*What you will do*
All records below are to be transcribed exactly, with every picture left out.

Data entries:
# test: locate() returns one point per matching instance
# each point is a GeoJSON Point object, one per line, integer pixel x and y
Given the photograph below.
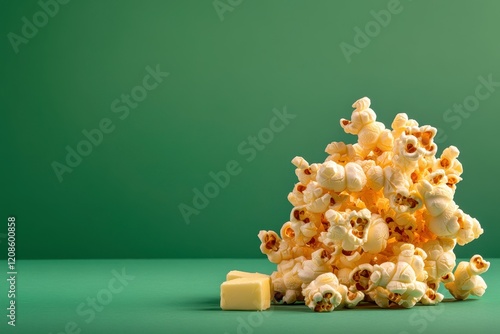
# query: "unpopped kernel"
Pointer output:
{"type": "Point", "coordinates": [375, 222]}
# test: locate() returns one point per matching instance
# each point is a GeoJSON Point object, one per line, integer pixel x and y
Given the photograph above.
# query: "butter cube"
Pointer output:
{"type": "Point", "coordinates": [243, 274]}
{"type": "Point", "coordinates": [246, 293]}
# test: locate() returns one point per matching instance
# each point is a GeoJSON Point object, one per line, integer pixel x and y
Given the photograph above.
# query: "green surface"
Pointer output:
{"type": "Point", "coordinates": [182, 296]}
{"type": "Point", "coordinates": [226, 77]}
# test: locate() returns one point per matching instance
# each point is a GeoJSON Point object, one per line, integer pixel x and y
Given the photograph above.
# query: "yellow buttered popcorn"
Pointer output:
{"type": "Point", "coordinates": [375, 222]}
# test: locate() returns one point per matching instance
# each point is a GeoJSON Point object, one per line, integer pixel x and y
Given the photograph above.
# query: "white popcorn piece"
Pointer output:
{"type": "Point", "coordinates": [470, 228]}
{"type": "Point", "coordinates": [377, 235]}
{"type": "Point", "coordinates": [355, 177]}
{"type": "Point", "coordinates": [332, 176]}
{"type": "Point", "coordinates": [321, 295]}
{"type": "Point", "coordinates": [376, 221]}
{"type": "Point", "coordinates": [440, 259]}
{"type": "Point", "coordinates": [319, 264]}
{"type": "Point", "coordinates": [304, 171]}
{"type": "Point", "coordinates": [467, 280]}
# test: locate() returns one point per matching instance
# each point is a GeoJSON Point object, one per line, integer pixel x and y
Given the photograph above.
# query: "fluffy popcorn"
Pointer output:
{"type": "Point", "coordinates": [375, 222]}
{"type": "Point", "coordinates": [467, 280]}
{"type": "Point", "coordinates": [325, 293]}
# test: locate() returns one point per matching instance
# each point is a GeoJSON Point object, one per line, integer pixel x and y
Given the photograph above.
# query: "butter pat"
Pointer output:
{"type": "Point", "coordinates": [233, 274]}
{"type": "Point", "coordinates": [246, 293]}
{"type": "Point", "coordinates": [243, 274]}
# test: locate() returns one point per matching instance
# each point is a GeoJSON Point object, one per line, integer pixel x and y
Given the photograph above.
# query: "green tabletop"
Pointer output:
{"type": "Point", "coordinates": [182, 296]}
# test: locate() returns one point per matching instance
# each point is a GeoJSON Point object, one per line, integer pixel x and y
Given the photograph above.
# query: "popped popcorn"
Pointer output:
{"type": "Point", "coordinates": [375, 222]}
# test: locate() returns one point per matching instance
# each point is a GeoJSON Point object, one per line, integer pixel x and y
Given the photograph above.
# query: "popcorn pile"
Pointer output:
{"type": "Point", "coordinates": [375, 222]}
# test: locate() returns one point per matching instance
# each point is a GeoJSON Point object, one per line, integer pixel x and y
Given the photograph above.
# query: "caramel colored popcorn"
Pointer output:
{"type": "Point", "coordinates": [375, 222]}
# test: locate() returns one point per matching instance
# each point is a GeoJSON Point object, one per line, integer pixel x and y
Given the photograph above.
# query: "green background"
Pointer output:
{"type": "Point", "coordinates": [226, 77]}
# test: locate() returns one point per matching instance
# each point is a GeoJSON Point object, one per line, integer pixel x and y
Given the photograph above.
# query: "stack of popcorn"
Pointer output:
{"type": "Point", "coordinates": [375, 222]}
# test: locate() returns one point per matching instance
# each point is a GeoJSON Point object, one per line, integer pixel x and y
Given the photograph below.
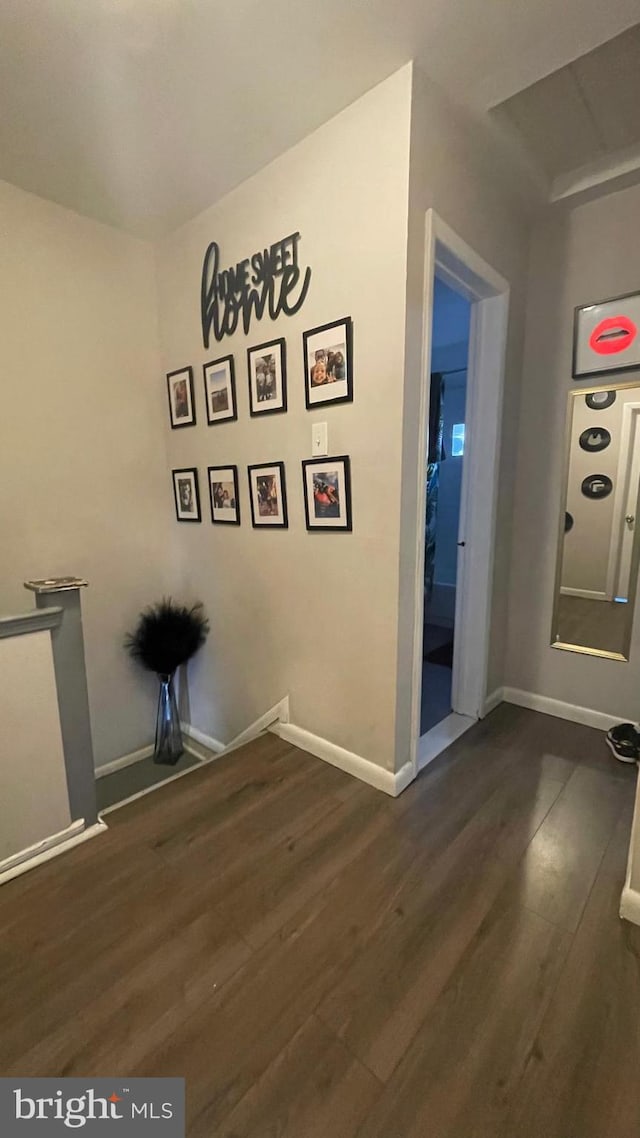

*Result of the task*
# test: locate() returns one point per matching instance
# each point is a GeoJSON Point object, one per line, integer pixel x and y
Given the photograph below.
# query: "unpopped kernel"
Pointer output:
{"type": "Point", "coordinates": [375, 222]}
# test: locate() returns one point per matching instance
# each point is a GeoJSON Point object, one per line, integer pixel x and y
Given the photograph above.
# query: "butter cube"
Pointer output:
{"type": "Point", "coordinates": [243, 274]}
{"type": "Point", "coordinates": [246, 293]}
# test: locate() returns one point per matching instance
# each point is a GeoJSON Point object, one per line, integer pixel x and y
Given the photograph above.
# query: "green surface"
Pointer output:
{"type": "Point", "coordinates": [182, 296]}
{"type": "Point", "coordinates": [226, 77]}
# test: locate() returns one point per matching instance
# each point is a GeoJSON Point object, one per line, integer pixel x and y
Given the photograph above.
# query: "yellow buttered popcorn"
Pointer output:
{"type": "Point", "coordinates": [375, 222]}
# test: locate() returns one point per matching instance
# each point is a GeoJSON Point object, one per line, integer pixel x and y
Given the photograph above.
# query: "white popcorn piece"
Pointer output:
{"type": "Point", "coordinates": [470, 228]}
{"type": "Point", "coordinates": [377, 235]}
{"type": "Point", "coordinates": [355, 177]}
{"type": "Point", "coordinates": [332, 176]}
{"type": "Point", "coordinates": [321, 295]}
{"type": "Point", "coordinates": [376, 221]}
{"type": "Point", "coordinates": [440, 259]}
{"type": "Point", "coordinates": [319, 264]}
{"type": "Point", "coordinates": [304, 171]}
{"type": "Point", "coordinates": [467, 280]}
# test: locate() returns one point per matching instance
# each point is a GeoJSON Point object, one per line, integer pixel x and y
Given the photograph above.
# query: "fluffy popcorn"
Pointer output:
{"type": "Point", "coordinates": [375, 222]}
{"type": "Point", "coordinates": [467, 280]}
{"type": "Point", "coordinates": [325, 293]}
# test: locate() returns one point per matching instance
# each point is a GeoJSON Point object, one per line, integer pixel x and y
Given the photograph above.
# query: "butter pat"
Pointer output:
{"type": "Point", "coordinates": [233, 274]}
{"type": "Point", "coordinates": [246, 293]}
{"type": "Point", "coordinates": [243, 274]}
# test: locate() returns one point per matching instance
# each point is a GeoJSON Point object, one per line, integer pixel x and y
Given the photograph above.
# query: "green tabletop"
Pointer output:
{"type": "Point", "coordinates": [182, 296]}
# test: locate() returns one point per matching instance
# each point is a GeoJSON Point object, one per line, integer pixel x and y
Given the photograph above.
# query: "popped popcorn"
Pointer output:
{"type": "Point", "coordinates": [375, 222]}
# test: locate() returns one point per matching instance
# each point is a GeoJSON Point object, one per line, integer pixel x and y
Given the photograph above.
# query: "popcorn pile"
Pointer output:
{"type": "Point", "coordinates": [375, 222]}
# test: locate() returns one point per matching instance
# each point is a GeoJSON Point object, one per line, integer pixel x and y
Given the photograph above.
# query: "caramel colored popcorn"
Pointer output:
{"type": "Point", "coordinates": [375, 222]}
# test: locate() returns one point per matching instance
# each point is a GeoJSON Point object, one per line, integer pixel x and y
Given the photograph above.
# query: "green background"
Pointer output:
{"type": "Point", "coordinates": [226, 77]}
# test: locate() returns one point per matching instance
# each point is a GeoJSON Point object, one per line, integer pixel x and y
Given the photograph above.
# query: "stack of popcorn"
Pointer output:
{"type": "Point", "coordinates": [375, 222]}
# test: locate() returns one point per matching instance
# each point is a GeoJSON Point object, one per line, integer pixel x and y
Given the photograph below.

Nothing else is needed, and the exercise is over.